TASK DESCRIPTION ▸ Could you substitute "Inspect" for "Examine" and write out the rows, starting at the first one and going on through the line with "[339,263,373,309]", with everything else left unchanged?

MATERIAL TO PROCESS ▸

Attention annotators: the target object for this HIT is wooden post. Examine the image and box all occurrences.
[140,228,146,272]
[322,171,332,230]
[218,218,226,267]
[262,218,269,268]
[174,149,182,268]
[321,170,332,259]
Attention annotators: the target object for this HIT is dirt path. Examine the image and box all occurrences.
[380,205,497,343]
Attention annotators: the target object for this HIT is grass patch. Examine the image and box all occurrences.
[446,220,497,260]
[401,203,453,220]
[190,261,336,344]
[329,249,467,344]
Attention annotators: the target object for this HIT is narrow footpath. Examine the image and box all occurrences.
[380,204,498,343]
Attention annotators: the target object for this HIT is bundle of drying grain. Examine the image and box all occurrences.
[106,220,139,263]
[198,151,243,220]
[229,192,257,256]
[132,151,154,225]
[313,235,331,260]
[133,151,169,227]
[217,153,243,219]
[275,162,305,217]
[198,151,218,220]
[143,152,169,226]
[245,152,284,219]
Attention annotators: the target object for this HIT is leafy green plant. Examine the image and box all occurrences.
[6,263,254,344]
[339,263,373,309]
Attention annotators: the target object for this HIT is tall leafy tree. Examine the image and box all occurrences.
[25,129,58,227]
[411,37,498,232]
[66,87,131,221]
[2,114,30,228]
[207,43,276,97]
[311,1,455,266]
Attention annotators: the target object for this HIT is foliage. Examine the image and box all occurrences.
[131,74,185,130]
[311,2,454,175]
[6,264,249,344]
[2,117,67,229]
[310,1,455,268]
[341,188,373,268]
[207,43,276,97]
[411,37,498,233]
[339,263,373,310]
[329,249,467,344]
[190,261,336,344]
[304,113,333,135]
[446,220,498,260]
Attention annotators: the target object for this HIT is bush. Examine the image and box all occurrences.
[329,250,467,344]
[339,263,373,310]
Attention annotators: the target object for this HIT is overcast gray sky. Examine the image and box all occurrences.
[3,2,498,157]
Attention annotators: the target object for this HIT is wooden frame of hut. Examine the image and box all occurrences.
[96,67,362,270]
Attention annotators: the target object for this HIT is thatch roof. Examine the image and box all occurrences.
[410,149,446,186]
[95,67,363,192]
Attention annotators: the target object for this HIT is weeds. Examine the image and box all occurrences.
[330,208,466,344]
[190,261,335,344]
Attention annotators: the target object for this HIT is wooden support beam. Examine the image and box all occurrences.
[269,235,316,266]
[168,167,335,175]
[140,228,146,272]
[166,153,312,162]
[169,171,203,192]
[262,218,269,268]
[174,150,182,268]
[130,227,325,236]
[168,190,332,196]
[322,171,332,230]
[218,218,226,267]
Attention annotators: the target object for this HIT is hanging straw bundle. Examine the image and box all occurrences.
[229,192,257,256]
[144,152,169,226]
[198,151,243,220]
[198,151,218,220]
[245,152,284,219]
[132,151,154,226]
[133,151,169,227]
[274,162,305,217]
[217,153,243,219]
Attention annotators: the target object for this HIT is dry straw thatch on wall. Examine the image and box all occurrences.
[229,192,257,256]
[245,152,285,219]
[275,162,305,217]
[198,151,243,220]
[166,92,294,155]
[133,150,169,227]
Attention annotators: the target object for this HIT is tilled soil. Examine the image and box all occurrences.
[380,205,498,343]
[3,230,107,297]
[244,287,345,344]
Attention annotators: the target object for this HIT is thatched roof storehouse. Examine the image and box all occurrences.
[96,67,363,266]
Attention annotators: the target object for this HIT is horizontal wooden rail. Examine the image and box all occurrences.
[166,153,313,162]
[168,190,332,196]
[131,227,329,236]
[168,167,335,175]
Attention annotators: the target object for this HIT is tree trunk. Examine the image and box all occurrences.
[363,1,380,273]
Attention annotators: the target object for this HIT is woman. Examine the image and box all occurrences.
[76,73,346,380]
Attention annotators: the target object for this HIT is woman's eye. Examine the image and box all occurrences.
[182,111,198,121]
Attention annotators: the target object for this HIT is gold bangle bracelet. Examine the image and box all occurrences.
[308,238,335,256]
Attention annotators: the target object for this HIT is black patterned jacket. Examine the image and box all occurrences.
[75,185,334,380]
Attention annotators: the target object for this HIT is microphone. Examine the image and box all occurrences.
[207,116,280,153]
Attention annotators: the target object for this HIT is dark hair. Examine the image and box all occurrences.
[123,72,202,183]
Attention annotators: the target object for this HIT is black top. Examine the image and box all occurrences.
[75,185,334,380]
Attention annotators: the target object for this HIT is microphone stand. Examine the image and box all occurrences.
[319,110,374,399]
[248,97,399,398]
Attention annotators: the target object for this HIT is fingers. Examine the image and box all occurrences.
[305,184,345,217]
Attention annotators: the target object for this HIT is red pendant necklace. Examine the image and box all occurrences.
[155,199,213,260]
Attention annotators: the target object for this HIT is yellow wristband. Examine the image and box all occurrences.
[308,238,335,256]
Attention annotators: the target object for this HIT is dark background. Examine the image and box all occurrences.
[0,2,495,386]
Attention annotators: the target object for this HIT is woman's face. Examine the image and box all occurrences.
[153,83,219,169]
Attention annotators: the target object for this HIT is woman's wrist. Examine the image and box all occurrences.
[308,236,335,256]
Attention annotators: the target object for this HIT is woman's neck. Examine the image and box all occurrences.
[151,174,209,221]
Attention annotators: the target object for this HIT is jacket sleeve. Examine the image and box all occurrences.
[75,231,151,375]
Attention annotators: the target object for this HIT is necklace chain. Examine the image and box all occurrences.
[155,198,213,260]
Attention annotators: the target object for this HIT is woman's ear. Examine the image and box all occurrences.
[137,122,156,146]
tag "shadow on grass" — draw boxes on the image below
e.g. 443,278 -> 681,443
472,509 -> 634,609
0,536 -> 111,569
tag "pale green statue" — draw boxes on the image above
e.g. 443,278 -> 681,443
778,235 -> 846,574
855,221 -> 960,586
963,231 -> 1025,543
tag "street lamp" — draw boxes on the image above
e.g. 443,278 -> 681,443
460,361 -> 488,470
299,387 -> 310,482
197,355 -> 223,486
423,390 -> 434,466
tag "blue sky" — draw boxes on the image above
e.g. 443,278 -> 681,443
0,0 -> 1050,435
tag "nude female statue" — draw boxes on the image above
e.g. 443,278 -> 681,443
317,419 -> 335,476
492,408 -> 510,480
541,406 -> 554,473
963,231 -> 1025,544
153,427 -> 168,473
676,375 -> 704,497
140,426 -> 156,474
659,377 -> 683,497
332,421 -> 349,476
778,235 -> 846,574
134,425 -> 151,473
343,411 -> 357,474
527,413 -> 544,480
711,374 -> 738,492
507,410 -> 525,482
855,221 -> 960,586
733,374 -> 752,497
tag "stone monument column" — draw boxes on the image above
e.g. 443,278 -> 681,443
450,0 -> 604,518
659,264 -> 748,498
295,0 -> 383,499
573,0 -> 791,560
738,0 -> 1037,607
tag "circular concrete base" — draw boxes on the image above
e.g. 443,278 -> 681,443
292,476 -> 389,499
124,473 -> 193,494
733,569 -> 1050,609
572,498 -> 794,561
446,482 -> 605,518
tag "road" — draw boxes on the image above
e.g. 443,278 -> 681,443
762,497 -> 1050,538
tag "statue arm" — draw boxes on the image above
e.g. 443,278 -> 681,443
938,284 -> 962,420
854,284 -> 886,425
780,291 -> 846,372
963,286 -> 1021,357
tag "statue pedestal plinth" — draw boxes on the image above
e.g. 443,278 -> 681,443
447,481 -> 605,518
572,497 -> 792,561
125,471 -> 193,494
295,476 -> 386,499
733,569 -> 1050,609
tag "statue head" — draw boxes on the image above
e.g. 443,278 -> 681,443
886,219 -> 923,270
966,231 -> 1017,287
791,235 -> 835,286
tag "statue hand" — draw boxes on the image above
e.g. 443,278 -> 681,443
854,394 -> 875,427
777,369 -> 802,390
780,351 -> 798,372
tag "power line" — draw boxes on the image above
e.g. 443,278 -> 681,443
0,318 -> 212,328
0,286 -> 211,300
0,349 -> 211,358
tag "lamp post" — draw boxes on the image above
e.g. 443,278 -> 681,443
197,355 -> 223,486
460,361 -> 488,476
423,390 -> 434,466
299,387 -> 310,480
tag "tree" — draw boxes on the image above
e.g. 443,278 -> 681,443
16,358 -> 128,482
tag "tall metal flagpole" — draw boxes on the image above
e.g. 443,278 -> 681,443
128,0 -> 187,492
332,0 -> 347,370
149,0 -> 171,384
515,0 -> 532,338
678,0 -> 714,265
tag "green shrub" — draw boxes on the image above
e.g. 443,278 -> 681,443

EXPECTED ANSWER ▸
Attention annotators: the target object for this HIT is wooden post. Inspect the image and box all occurrences.
[140,228,146,272]
[322,171,332,230]
[218,218,226,267]
[262,218,269,268]
[174,149,182,268]
[321,170,332,259]
Attention annotators: the target object for this HIT is dirt path. Inspect the image and box all occurrences.
[380,205,497,343]
Attention annotators: the target object for this HIT is grass patch. Inspect the image and box all occurrences.
[446,220,497,260]
[401,203,453,220]
[190,261,336,344]
[329,249,467,344]
Attention annotators: the target object for this HIT is narrow footpath. Inspect the image and box all occurrences.
[380,204,498,343]
Attention annotators: the target object for this HIT is bundle of drying grain. Inspect the image and box all occurrences.
[106,220,139,263]
[198,151,243,220]
[229,192,257,256]
[132,151,154,225]
[313,235,331,260]
[133,151,169,227]
[217,153,243,219]
[275,162,305,217]
[198,151,218,220]
[143,152,169,226]
[245,152,284,219]
Attention annotators: the target object for this HIT is leafy green plant. Inspect the image and box all occurrences.
[6,263,254,344]
[339,263,373,309]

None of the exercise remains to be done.